• Problem to work on:
Below this line is a listing that includes pictures. Copy exactly, and only, the lines from the one containing "At your earliest convenience, please identify the long-haired" through the one containing "At your earliest convenience, please identify the black"; the pictures do not go in the copy.
>>>>>
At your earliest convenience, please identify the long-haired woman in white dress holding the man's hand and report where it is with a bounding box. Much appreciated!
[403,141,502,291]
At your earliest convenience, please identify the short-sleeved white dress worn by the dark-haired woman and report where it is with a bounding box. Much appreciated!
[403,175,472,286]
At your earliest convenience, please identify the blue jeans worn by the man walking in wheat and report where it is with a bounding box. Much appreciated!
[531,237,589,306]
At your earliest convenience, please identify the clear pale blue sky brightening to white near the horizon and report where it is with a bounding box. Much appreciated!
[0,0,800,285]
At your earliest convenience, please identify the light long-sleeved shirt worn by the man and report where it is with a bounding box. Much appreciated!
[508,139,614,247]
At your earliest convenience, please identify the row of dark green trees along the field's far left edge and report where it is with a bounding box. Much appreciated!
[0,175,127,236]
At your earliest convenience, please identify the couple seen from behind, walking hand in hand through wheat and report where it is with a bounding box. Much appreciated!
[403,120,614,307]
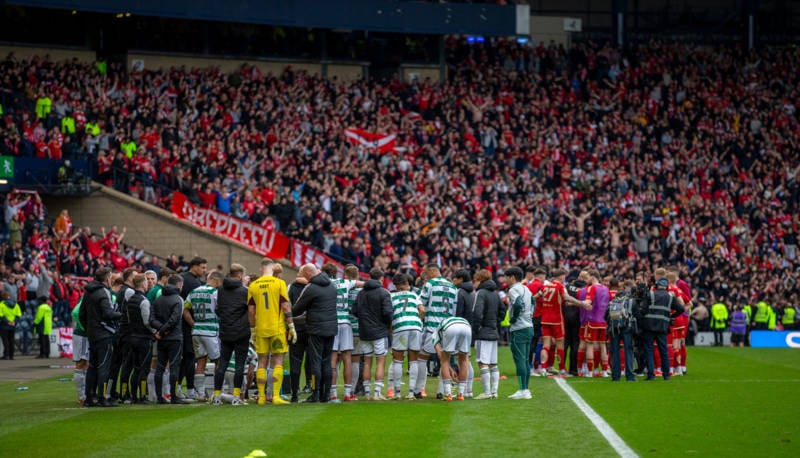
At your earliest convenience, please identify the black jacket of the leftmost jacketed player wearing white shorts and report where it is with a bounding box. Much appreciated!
<<<<<
>>>>>
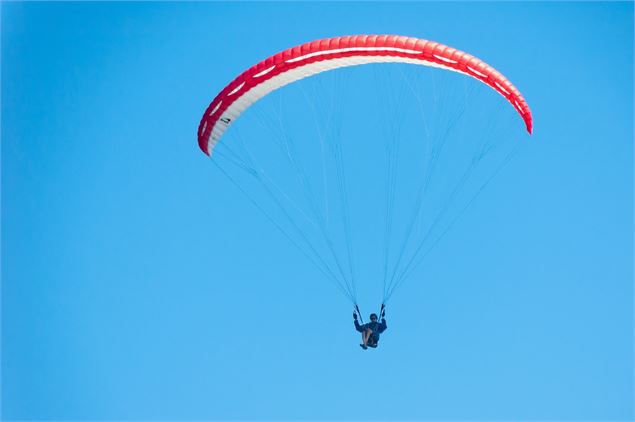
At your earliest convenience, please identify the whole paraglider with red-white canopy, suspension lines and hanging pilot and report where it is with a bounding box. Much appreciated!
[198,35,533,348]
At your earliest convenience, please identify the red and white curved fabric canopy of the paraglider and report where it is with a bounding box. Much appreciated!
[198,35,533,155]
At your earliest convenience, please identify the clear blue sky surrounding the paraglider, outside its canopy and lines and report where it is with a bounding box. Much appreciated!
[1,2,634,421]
<<<<<
• Answer to this task:
At your earliest convenience, please identify the long-haired woman in white dress holding the man's hand and report where it is with a bounding box. Much appreciated!
[403,141,502,291]
At your earliest convenience, please identify the short-sleeved white dress worn by the dark-haired woman and report where it is with a bounding box. Much appreciated!
[403,175,472,286]
At your earliest convenience, please identify the blue jeans worn by the man walking in wheat and report where it is with a bounding box. Much appreciated!
[531,237,589,306]
At your earliest convenience, please identify the clear pale blue sky brightening to white near the horizon and report where it is with a bounding box. Much appreciated!
[0,0,800,285]
At your earliest convenience, please identify the light long-sleeved shirt worn by the man and report where it is with a bounding box. Much appreciated!
[508,139,614,247]
At your earliest convenience, please identify the row of dark green trees along the field's far left edge and report where it is with a bounding box. Much appreciated!
[0,175,127,236]
At your earliest convenience, please identify the couple seen from behind, walking hand in hand through wheat and report where it is with a bounding box. Much appreciated!
[403,120,614,307]
At your earliest convenience, please identify the black jacket of the leftmost jacketed player wearing white shorts and report where it is with a bounding box. Much appreciated!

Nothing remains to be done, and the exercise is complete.